Objective
Reproduce all of the material below verbatim, omitting the pictures.

Rows from a dataset
● ● ●

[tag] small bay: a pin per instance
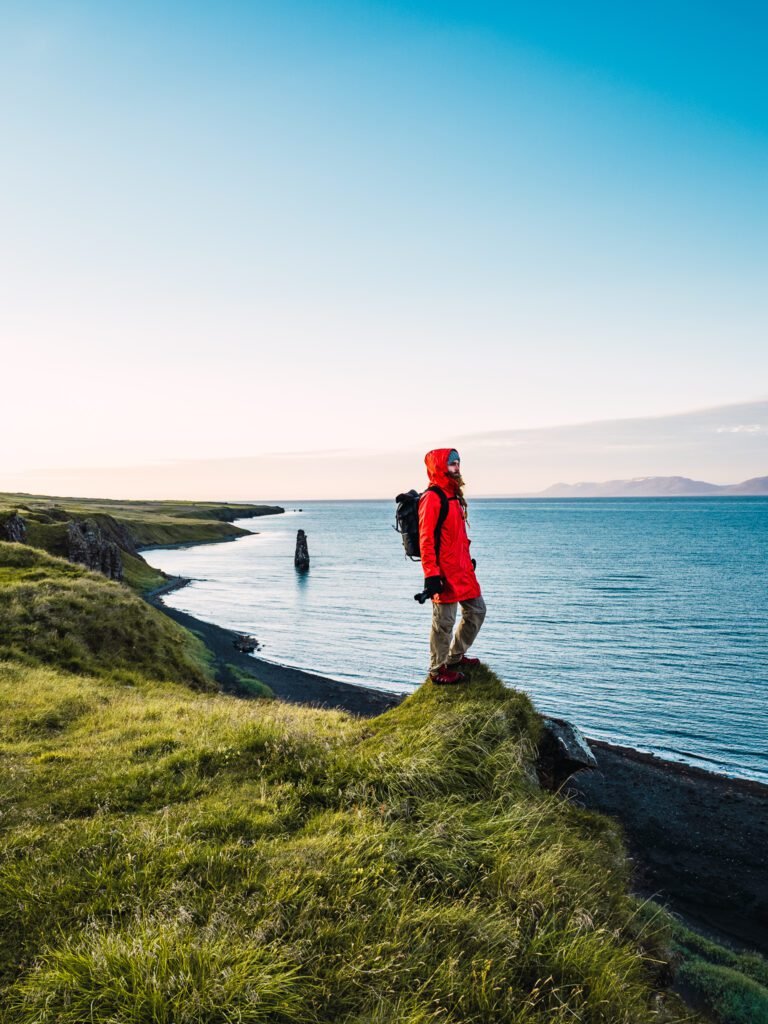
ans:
(643, 621)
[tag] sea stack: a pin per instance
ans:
(301, 561)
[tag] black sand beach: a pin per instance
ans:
(697, 840)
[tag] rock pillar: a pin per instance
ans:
(301, 560)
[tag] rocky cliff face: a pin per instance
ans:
(88, 546)
(13, 528)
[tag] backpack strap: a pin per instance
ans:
(442, 515)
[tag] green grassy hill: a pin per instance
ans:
(54, 612)
(177, 857)
(131, 524)
(169, 855)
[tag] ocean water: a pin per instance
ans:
(644, 622)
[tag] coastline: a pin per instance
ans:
(696, 840)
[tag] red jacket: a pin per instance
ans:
(455, 563)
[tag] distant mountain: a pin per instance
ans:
(654, 486)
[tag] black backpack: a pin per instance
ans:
(407, 521)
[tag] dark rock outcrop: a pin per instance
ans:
(301, 559)
(88, 546)
(562, 752)
(13, 528)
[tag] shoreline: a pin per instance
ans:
(695, 839)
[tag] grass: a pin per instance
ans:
(173, 856)
(52, 611)
(732, 987)
(131, 525)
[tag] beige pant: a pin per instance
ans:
(441, 650)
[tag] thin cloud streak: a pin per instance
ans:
(708, 444)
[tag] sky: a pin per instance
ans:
(351, 231)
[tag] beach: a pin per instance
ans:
(697, 840)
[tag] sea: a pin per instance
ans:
(642, 621)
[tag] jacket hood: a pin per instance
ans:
(436, 463)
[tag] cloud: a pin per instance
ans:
(742, 428)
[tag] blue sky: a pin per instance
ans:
(290, 226)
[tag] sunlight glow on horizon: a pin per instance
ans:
(279, 227)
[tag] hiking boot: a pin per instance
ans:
(445, 676)
(465, 663)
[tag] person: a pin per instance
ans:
(449, 571)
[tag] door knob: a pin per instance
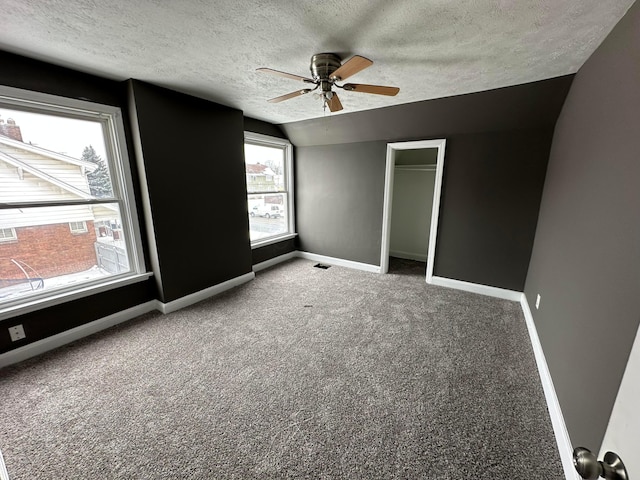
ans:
(589, 468)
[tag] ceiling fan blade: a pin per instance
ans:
(281, 98)
(352, 66)
(334, 103)
(377, 89)
(284, 74)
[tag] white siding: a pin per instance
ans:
(26, 217)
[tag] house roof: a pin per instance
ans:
(212, 49)
(12, 160)
(47, 153)
(258, 169)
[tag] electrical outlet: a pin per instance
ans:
(16, 332)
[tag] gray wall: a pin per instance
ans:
(339, 196)
(497, 150)
(586, 257)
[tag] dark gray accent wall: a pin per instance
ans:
(491, 193)
(532, 105)
(194, 162)
(264, 128)
(497, 150)
(28, 74)
(339, 196)
(586, 257)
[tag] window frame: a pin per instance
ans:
(110, 118)
(12, 238)
(284, 144)
(78, 231)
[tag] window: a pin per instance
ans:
(78, 227)
(66, 193)
(269, 169)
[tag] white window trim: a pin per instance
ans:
(269, 141)
(114, 135)
(13, 236)
(83, 228)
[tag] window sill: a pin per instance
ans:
(56, 299)
(272, 240)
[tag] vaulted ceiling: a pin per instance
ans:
(427, 48)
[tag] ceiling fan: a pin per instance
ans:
(326, 70)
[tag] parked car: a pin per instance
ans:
(267, 210)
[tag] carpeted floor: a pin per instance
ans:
(301, 373)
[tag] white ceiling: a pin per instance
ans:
(428, 48)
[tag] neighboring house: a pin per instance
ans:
(51, 241)
(260, 178)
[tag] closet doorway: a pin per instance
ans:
(413, 182)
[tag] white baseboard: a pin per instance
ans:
(68, 336)
(477, 288)
(418, 257)
(274, 261)
(204, 294)
(339, 262)
(557, 420)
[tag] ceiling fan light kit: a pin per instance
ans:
(326, 70)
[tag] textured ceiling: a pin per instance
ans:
(428, 48)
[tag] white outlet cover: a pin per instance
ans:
(16, 332)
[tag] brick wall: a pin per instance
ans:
(51, 250)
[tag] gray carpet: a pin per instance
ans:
(301, 373)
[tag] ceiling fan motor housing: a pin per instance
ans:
(323, 65)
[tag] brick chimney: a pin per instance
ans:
(10, 129)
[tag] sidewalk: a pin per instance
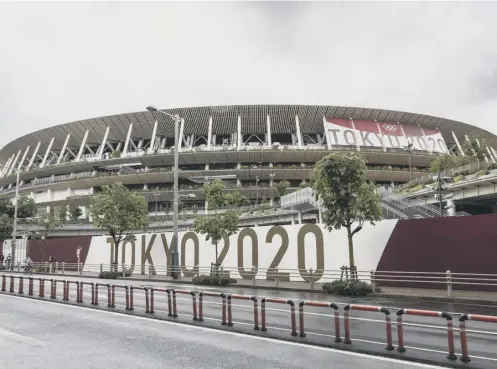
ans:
(415, 294)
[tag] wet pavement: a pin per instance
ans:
(36, 334)
(423, 336)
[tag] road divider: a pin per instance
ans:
(198, 300)
(380, 309)
(427, 313)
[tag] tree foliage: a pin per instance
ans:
(475, 147)
(282, 188)
(345, 195)
(5, 227)
(215, 225)
(118, 211)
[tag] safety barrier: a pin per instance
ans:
(462, 331)
(194, 302)
(227, 309)
(388, 323)
(212, 294)
(293, 320)
(246, 298)
(336, 316)
(426, 313)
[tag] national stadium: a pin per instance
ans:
(251, 148)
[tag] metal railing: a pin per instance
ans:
(311, 278)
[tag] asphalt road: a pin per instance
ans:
(424, 337)
(38, 334)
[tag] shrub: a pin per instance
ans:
(113, 275)
(458, 178)
(213, 280)
(348, 288)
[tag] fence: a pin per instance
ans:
(149, 297)
(310, 279)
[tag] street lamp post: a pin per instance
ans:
(174, 253)
(14, 226)
(409, 149)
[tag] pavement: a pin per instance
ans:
(37, 334)
(462, 297)
(425, 338)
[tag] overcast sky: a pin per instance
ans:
(61, 62)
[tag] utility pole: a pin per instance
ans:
(440, 195)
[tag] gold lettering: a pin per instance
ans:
(111, 241)
(194, 271)
(167, 251)
(131, 268)
(319, 244)
(272, 271)
(146, 255)
(248, 232)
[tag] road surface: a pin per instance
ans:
(424, 337)
(37, 334)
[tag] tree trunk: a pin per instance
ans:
(116, 257)
(353, 274)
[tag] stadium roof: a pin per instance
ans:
(224, 121)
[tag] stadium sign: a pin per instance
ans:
(365, 133)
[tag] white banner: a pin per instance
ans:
(361, 133)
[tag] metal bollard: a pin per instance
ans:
(126, 295)
(30, 286)
(41, 287)
(53, 291)
(109, 297)
(373, 283)
(66, 291)
(113, 290)
(131, 306)
(147, 302)
(449, 283)
(256, 313)
(400, 333)
(194, 299)
(152, 303)
(464, 339)
(21, 286)
(346, 326)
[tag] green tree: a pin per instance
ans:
(118, 211)
(62, 214)
(346, 196)
(5, 227)
(215, 225)
(26, 208)
(475, 147)
(75, 211)
(282, 188)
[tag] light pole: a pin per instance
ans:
(14, 226)
(409, 149)
(174, 253)
(156, 204)
(257, 190)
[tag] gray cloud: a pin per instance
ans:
(66, 61)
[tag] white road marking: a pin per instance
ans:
(236, 334)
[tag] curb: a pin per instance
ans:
(434, 299)
(340, 347)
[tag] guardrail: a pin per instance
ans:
(311, 278)
(226, 307)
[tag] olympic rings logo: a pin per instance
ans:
(390, 127)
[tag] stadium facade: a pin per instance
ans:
(257, 145)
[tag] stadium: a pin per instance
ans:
(252, 147)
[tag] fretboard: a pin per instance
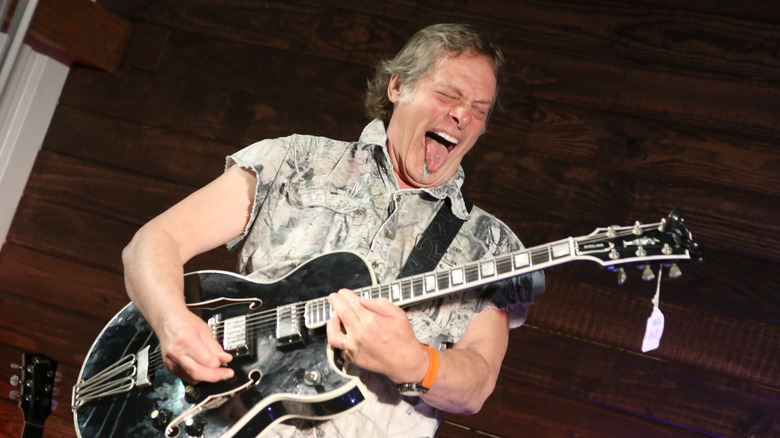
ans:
(421, 287)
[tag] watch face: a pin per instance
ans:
(411, 389)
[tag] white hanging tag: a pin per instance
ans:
(654, 331)
(655, 323)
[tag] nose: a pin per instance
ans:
(461, 116)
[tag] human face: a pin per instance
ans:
(439, 119)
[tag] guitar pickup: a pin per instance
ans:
(288, 326)
(235, 338)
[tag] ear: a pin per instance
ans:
(394, 88)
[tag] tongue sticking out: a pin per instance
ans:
(435, 154)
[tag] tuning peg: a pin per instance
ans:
(647, 273)
(622, 276)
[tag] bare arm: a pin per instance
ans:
(379, 338)
(154, 260)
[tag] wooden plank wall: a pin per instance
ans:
(615, 111)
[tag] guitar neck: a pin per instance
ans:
(430, 285)
(32, 430)
(662, 242)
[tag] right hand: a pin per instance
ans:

● ● ●

Exercise answer
[tag] small bay: a pin per instance
ans:
(643, 621)
[tag] sea stack: a pin per instance
ans:
(301, 561)
[tag] black sand beach: a pin per instance
ans:
(697, 840)
[tag] rock pillar: a pin per instance
ans:
(301, 560)
[tag] rocky cliff face: a pin per instance
ans:
(88, 546)
(13, 528)
[tag] backpack strap: a pin per instance
ans:
(442, 515)
[tag] green grassy hill: a pin per instance
ans:
(54, 612)
(177, 857)
(131, 524)
(169, 855)
[tag] ocean water: a pin per instance
ans:
(644, 622)
[tag] coastline: a pin per instance
ans:
(696, 840)
[tag] red jacket: a pin per instance
ans:
(455, 563)
[tag] distant mountain: a pin per instance
ans:
(654, 486)
[tag] black backpack: a pin per instance
ans:
(407, 521)
[tag] dark rock outcrop: a pin per instance
ans:
(301, 559)
(88, 546)
(562, 752)
(13, 528)
[tag] shoreline: a pin per instance
ans:
(695, 839)
[tag] grass: a pin per instance
ans:
(173, 856)
(52, 611)
(732, 987)
(131, 525)
[tag] beige pant: a pin per instance
ans:
(441, 650)
[tag] thin cloud streak: a pin per instance
ans:
(708, 444)
[tag] sky: a pin per instance
ans:
(351, 231)
[tag] beach: a pin per instance
ans:
(697, 840)
[tag] sea: a pin per instance
ans:
(642, 621)
[tag] jacket hood: a pin per instance
ans:
(436, 463)
[tag] cloud: a pin per instance
ans:
(742, 428)
[tag] blue sky: a pin per instance
ans:
(290, 226)
[tag] sunlight glow on horizon: a pin per instance
ans:
(279, 227)
[tag] hiking boot: a pin per instance
ans:
(445, 676)
(465, 663)
[tag] person: a pin per instance
ans:
(449, 571)
[tag] door knob: a pin per instance
ans:
(589, 468)
[tag] ceiling fan blade: a pin per instance
ans:
(281, 98)
(352, 66)
(334, 103)
(377, 89)
(284, 74)
[tag] white siding: a pin per instance
ans:
(26, 217)
[tag] house roof: a pin per instance
ans:
(212, 49)
(12, 160)
(47, 153)
(258, 169)
[tag] electrical outlet: a pin per instance
ans:
(16, 332)
[tag] gray wall: a pin per instance
ans:
(339, 196)
(497, 150)
(586, 257)
[tag] dark gray accent wall: a pin per instance
ans:
(491, 193)
(532, 105)
(194, 162)
(264, 128)
(497, 150)
(28, 74)
(339, 196)
(586, 257)
[tag] window frame: a pin per instance
ans:
(110, 118)
(12, 238)
(284, 144)
(78, 231)
[tag] window: a pin per instance
ans:
(78, 227)
(66, 193)
(269, 169)
[tag] white window trim: a pin per instance
ans:
(269, 141)
(114, 135)
(13, 236)
(83, 228)
[tag] window sill: a pin per instance
ans:
(56, 299)
(272, 240)
[tag] vaulted ceiling: a pin per instance
ans:
(427, 48)
[tag] ceiling fan: a pin per instance
ans:
(326, 70)
[tag] parked car: a pin per instance
ans:
(267, 210)
[tag] carpeted floor: a pin per instance
ans:
(301, 373)
[tag] white ceiling: a pin per instance
ans:
(428, 48)
[tag] neighboring house: a pin per instance
ans:
(51, 241)
(260, 178)
[tag] closet doorway: a pin per instance
ans:
(413, 182)
[tag] white baseboard: a pin per instance
ans:
(68, 336)
(477, 288)
(418, 257)
(274, 261)
(204, 294)
(339, 262)
(557, 420)
[tag] ceiling fan light kit: a pin per instance
ans:
(326, 70)
[tag] textured ceiling: a pin per instance
ans:
(428, 48)
[tag] white outlet cover: a pin per instance
ans:
(16, 332)
[tag] brick wall: a pin per instance
ans:
(51, 250)
[tag] gray carpet: a pin per instance
ans:
(301, 373)
[tag] ceiling fan motor housing: a pin per instance
ans:
(323, 65)
[tag] brick chimney: a pin per instance
ans:
(10, 129)
[tag] sidewalk: a pin per instance
ans:
(415, 294)
[tag] wet pavement: a pin per instance
ans:
(36, 334)
(423, 336)
[tag] road divider: a pin per instance
ans:
(198, 300)
(380, 309)
(427, 313)
[tag] tree foliage: a pin per instance
ans:
(475, 147)
(282, 188)
(345, 195)
(5, 227)
(215, 225)
(118, 211)
[tag] safety barrier: a pin per instance
ans:
(462, 331)
(194, 302)
(227, 309)
(388, 323)
(212, 294)
(293, 320)
(246, 298)
(336, 316)
(426, 313)
[tag] national stadium: a pin per instance
ans:
(251, 148)
[tag] metal railing: a pin per instance
ans:
(311, 278)
[tag] asphalt road: a pin per instance
ans:
(424, 337)
(38, 334)
[tag] shrub: a pin per instance
ans:
(113, 275)
(458, 178)
(213, 280)
(348, 288)
[tag] fence: a pin per instance
ans:
(149, 297)
(310, 279)
[tag] street lamp post: a pin per instance
ans:
(174, 253)
(14, 226)
(409, 149)
[tag] pavement: a pin per instance
ans:
(37, 334)
(462, 297)
(425, 338)
[tag] overcast sky: a pin per instance
ans:
(61, 62)
[tag] utility pole: a pin per instance
ans:
(440, 195)
[tag] gold lettering: a pin per instance
ans:
(111, 241)
(194, 271)
(167, 251)
(131, 268)
(319, 244)
(272, 271)
(146, 255)
(248, 232)
[tag] road surface: a pin per instance
ans:
(424, 337)
(37, 334)
[tag] tree trunk: a pin per instance
ans:
(116, 257)
(353, 274)
[tag] stadium roof: a pin per instance
ans:
(224, 121)
[tag] stadium sign: a pin per instance
ans:
(365, 133)
[tag] white banner: a pin per instance
ans:
(361, 133)
[tag] metal bollard: a pin per instance
ans:
(126, 295)
(30, 286)
(41, 287)
(53, 291)
(109, 297)
(373, 283)
(66, 291)
(113, 290)
(131, 306)
(147, 302)
(449, 283)
(256, 313)
(400, 333)
(194, 299)
(152, 303)
(464, 339)
(21, 286)
(346, 326)
[tag] green tree: a pin per instance
ans:
(118, 211)
(62, 214)
(346, 196)
(5, 227)
(215, 225)
(26, 208)
(475, 147)
(75, 211)
(282, 188)
[tag] light pole: a pin per instance
ans:
(14, 226)
(409, 149)
(174, 253)
(156, 204)
(257, 190)
[tag] gray cloud: a pin per instance
ans:
(66, 61)
[tag] white road marking: a pin per instance
ans:
(236, 334)
[tag] curb: a pin per instance
ans:
(434, 299)
(340, 347)
[tag] guardrail: a pin per instance
ans:
(311, 278)
(226, 307)
[tag] olympic rings logo: a pin per instance
ans:
(390, 127)
[tag] stadium facade: a pin per instance
ans:
(257, 145)
[tag] stadium: a pin per instance
ans:
(252, 147)
[tag] fretboard: a pin per instance
ans:
(421, 287)
[tag] watch face: a pin per instance
ans:
(411, 389)
[tag] white hanging tag: a pin per instance
ans:
(654, 331)
(655, 323)
[tag] nose: a pin per instance
ans:
(461, 116)
[tag] human face: a pin per instance
ans:
(439, 119)
[tag] guitar pickup: a pin per instance
ans:
(288, 326)
(235, 338)
[tag] ear: a pin per instance
ans:
(394, 88)
[tag] tongue sticking out: a pin per instance
ans:
(435, 154)
[tag] tuning peg: a pin per instance
ans:
(647, 273)
(622, 276)
[tag] bare arm: a pin per instance
ans:
(379, 338)
(154, 260)
[tag] wooden plank wall: a pin per instance
ans:
(615, 111)
[tag] guitar neck: a pin per instance
ans:
(430, 285)
(32, 430)
(662, 242)
[tag] right hand: a pin per instance
ans:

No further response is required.